*Article*

Here I am, currently living for 10+ years in Santiago, although I was born in San Antonio.

While I was at school I had the chance to play with some Atari 600XL and 1010 tape recorders (circa 1985, I remember because that was the year of that big earthquake), but previously I used to play games on a school mate's 2600 VCS.

I remember visiting my local official "Centro Atari (Atari Centre)", the only resource for original Atari software. Everywhere else, you could only find pirated software. Now that I recall, I even remember buying a TDK C60 pirate tape on that Centre too! Those were the days...were you could buy pirate tapes on big retailer stores like Falabella and Paris.

Atari was #1 in popularity here, seconded by the C64 and Sinclair computers.

 

Regards,

 

Louis BQ

 

 

Louis... It is very interesting how was the scene back then. I lived in Concepcion until I was 14 (which, in 1990 I came to the states).

 

In Concepcion, the primary places we had for Atari 8-bit (tape or disk) was a couple of places in the city center ("centro")

*Task 1*
In the Atari post, which computers ranked behind Atari in popularity?
*Task 2*
Write out the stretch of the Atari post from "Here I am, currently" through "and Sinclair computers.".

*Data records*
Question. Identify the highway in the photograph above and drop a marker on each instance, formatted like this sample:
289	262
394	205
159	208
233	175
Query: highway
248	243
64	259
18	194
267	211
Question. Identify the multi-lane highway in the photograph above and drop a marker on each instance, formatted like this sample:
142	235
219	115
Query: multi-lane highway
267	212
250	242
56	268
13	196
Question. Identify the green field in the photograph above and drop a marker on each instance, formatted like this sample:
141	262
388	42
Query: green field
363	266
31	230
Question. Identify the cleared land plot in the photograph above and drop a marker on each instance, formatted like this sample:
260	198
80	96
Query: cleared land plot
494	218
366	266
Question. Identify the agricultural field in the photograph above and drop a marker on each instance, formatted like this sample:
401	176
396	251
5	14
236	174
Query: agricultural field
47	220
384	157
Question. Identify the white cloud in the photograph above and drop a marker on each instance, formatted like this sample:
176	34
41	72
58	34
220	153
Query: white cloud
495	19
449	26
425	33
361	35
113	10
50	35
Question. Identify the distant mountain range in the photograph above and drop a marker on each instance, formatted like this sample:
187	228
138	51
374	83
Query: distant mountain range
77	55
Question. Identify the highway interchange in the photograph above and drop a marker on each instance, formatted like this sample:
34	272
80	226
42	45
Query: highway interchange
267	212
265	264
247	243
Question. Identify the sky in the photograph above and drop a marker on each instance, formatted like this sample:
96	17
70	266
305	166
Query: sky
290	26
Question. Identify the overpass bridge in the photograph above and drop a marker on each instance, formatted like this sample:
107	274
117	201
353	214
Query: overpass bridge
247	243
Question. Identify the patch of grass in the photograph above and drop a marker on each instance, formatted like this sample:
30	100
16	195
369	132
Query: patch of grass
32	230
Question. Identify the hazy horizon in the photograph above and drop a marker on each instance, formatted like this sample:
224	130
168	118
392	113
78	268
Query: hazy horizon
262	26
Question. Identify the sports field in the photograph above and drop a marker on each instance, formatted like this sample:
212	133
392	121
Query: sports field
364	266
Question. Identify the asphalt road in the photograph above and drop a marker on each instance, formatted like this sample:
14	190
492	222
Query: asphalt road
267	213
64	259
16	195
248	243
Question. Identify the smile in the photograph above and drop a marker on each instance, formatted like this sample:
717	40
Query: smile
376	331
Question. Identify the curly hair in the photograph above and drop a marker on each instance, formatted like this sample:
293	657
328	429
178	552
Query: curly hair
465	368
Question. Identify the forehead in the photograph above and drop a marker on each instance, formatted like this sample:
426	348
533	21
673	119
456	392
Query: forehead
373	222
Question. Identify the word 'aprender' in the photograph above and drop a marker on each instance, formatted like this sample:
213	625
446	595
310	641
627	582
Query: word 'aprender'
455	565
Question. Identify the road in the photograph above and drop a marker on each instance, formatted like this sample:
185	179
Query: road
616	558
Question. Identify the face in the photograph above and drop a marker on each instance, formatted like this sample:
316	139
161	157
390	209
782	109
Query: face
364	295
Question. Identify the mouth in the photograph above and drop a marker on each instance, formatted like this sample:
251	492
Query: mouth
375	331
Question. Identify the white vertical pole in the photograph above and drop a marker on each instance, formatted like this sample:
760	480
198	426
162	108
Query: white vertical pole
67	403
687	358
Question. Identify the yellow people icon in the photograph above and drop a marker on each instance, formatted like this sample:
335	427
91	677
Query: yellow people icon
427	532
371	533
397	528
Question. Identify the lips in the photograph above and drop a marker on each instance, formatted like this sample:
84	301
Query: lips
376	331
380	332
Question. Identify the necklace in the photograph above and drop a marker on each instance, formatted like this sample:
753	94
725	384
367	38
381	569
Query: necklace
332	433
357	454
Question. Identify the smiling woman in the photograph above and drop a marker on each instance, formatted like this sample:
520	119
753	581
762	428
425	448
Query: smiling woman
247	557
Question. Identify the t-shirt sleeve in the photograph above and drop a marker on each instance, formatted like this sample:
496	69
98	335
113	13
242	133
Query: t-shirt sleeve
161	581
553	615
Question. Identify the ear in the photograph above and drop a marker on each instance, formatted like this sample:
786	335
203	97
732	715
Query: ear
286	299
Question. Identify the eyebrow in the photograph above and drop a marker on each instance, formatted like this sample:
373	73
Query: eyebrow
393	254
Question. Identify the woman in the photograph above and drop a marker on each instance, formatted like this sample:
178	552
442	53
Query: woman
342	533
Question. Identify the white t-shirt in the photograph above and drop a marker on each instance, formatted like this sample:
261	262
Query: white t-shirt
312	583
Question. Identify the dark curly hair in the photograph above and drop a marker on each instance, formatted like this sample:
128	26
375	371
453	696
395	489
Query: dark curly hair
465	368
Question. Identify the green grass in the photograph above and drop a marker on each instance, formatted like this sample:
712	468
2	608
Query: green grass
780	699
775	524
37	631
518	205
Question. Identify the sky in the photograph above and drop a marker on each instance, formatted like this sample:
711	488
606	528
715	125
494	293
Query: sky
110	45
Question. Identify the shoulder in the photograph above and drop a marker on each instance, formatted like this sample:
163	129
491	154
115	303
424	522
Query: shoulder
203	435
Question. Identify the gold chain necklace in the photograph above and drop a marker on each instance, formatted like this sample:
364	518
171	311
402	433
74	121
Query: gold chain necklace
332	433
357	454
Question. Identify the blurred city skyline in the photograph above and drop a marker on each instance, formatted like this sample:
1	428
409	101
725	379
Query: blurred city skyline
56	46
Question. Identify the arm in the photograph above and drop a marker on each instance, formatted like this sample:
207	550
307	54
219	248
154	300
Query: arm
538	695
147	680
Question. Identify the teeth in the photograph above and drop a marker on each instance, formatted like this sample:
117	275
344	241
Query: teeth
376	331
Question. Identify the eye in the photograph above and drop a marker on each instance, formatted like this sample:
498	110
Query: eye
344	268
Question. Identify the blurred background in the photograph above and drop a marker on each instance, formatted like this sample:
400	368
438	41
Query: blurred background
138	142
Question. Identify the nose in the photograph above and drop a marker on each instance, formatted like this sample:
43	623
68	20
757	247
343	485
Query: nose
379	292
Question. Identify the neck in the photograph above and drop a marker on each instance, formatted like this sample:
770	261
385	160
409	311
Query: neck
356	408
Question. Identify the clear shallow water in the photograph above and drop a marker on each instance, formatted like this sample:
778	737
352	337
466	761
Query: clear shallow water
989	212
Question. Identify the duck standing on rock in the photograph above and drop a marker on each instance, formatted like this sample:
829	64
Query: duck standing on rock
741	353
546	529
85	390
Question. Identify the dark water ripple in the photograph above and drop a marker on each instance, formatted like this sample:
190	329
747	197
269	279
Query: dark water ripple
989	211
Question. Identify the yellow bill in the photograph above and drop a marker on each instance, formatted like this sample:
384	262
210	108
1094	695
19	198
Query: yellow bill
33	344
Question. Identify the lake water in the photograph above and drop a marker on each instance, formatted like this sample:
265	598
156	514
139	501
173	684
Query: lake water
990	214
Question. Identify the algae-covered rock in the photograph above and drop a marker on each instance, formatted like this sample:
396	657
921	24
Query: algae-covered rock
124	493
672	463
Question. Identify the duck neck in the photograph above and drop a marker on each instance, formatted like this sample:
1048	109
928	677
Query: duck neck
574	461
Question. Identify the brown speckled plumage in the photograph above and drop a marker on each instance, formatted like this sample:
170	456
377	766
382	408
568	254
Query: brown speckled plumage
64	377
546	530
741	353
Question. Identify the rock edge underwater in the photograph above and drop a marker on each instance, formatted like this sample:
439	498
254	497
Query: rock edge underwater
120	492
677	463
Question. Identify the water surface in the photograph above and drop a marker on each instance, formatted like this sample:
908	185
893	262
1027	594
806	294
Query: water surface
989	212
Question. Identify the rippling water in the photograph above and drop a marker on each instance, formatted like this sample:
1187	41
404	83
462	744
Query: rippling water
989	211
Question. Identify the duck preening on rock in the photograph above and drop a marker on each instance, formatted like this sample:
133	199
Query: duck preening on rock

*Written solution 1*
The C64 and Sinclair computers.

*Written solution 2*
Here I am, currently living for 10+ years in Santiago, although I was born in San Antonio.

While I was at school I had the chance to play with some Atari 600XL and 1010 tape recorders (circa 1985, I remember because that was the year of that big earthquake), but previously I used to play games on a school mate's 2600 VCS.

I remember visiting my local official "Centro Atari (Atari Centre)", the only resource for original Atari software. Everywhere else, you could only find pirated software. Now that I recall, I even remember buying a TDK C60 pirate tape on that Centre too! Those were the days...were you could buy pirate tapes on big retailer stores like Falabella and Paris.

Atari was #1 in popularity here, seconded by the C64 and Sinclair computers.